(Extracted data entries)
------
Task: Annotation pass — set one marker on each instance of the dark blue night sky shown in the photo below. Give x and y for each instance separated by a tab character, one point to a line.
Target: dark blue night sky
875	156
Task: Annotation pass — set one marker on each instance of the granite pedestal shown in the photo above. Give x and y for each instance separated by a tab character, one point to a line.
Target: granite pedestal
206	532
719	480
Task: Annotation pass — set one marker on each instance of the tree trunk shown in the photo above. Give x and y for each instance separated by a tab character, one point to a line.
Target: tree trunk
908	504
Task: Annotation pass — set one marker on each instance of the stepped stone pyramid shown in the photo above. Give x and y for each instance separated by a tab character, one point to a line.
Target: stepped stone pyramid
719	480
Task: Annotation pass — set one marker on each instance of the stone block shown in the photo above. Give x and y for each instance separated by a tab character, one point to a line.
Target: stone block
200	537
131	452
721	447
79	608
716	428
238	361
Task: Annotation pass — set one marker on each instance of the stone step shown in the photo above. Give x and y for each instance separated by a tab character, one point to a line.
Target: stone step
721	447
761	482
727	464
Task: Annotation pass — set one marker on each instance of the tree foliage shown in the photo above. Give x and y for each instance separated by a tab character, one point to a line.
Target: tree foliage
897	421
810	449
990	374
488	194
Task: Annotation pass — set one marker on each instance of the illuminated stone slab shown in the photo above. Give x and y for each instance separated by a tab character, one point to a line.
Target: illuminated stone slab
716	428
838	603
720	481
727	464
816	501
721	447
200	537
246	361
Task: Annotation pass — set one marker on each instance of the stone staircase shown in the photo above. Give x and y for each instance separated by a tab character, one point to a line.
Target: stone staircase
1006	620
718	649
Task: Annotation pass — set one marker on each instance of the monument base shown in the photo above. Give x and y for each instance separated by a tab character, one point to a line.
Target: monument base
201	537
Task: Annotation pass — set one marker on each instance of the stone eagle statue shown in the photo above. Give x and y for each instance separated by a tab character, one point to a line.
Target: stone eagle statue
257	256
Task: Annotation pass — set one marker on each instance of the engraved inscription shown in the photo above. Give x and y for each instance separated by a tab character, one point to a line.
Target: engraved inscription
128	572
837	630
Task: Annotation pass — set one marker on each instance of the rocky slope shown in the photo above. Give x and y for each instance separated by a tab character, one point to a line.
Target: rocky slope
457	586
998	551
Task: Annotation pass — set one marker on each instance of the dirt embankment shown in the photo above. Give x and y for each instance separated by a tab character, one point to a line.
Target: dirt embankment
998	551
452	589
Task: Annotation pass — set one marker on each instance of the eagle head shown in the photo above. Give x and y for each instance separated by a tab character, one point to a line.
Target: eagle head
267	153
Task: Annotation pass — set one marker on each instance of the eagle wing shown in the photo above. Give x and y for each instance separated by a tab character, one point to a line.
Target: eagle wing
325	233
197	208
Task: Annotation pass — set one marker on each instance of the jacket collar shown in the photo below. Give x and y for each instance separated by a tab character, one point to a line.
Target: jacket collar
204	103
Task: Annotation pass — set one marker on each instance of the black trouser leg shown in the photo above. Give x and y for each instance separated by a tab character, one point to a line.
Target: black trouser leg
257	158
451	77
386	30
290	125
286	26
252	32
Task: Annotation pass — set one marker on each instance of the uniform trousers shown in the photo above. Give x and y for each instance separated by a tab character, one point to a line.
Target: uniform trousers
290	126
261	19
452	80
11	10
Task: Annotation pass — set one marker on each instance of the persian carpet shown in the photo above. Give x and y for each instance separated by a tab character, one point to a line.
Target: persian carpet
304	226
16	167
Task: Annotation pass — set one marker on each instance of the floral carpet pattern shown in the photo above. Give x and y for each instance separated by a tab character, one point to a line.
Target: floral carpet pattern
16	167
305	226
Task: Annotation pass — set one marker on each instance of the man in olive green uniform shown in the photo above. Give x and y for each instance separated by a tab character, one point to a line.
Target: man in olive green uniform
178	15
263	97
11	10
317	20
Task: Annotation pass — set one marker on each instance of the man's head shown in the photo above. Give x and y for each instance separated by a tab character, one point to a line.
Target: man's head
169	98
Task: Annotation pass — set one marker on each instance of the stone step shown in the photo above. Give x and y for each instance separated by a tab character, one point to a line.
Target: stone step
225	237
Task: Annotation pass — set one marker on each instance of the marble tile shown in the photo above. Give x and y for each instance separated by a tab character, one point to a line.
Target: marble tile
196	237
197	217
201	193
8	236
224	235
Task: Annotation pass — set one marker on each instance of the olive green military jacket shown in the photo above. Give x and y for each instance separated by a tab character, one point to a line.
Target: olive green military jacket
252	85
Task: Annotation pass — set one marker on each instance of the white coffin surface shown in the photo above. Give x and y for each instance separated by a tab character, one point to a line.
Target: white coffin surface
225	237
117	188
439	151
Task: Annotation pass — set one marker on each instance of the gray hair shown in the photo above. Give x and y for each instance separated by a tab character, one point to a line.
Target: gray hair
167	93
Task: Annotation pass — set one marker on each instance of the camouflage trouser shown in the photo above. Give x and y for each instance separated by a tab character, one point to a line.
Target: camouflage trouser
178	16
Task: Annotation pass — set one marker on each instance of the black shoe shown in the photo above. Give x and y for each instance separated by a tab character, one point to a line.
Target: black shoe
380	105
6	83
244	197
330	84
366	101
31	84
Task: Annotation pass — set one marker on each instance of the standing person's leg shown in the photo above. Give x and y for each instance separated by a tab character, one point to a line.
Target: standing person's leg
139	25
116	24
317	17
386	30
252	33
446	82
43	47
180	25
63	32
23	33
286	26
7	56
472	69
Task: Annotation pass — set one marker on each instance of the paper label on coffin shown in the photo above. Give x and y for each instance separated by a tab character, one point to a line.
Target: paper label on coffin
------
### Brief:
Look through the records and gather each line with the word "paper".

### Result:
Task: Annotation pass — set one marker on each instance of the paper label on coffin shown in the photo above. Give x and y for each instance separated by a tab character, one point to a line.
Target: paper label on coffin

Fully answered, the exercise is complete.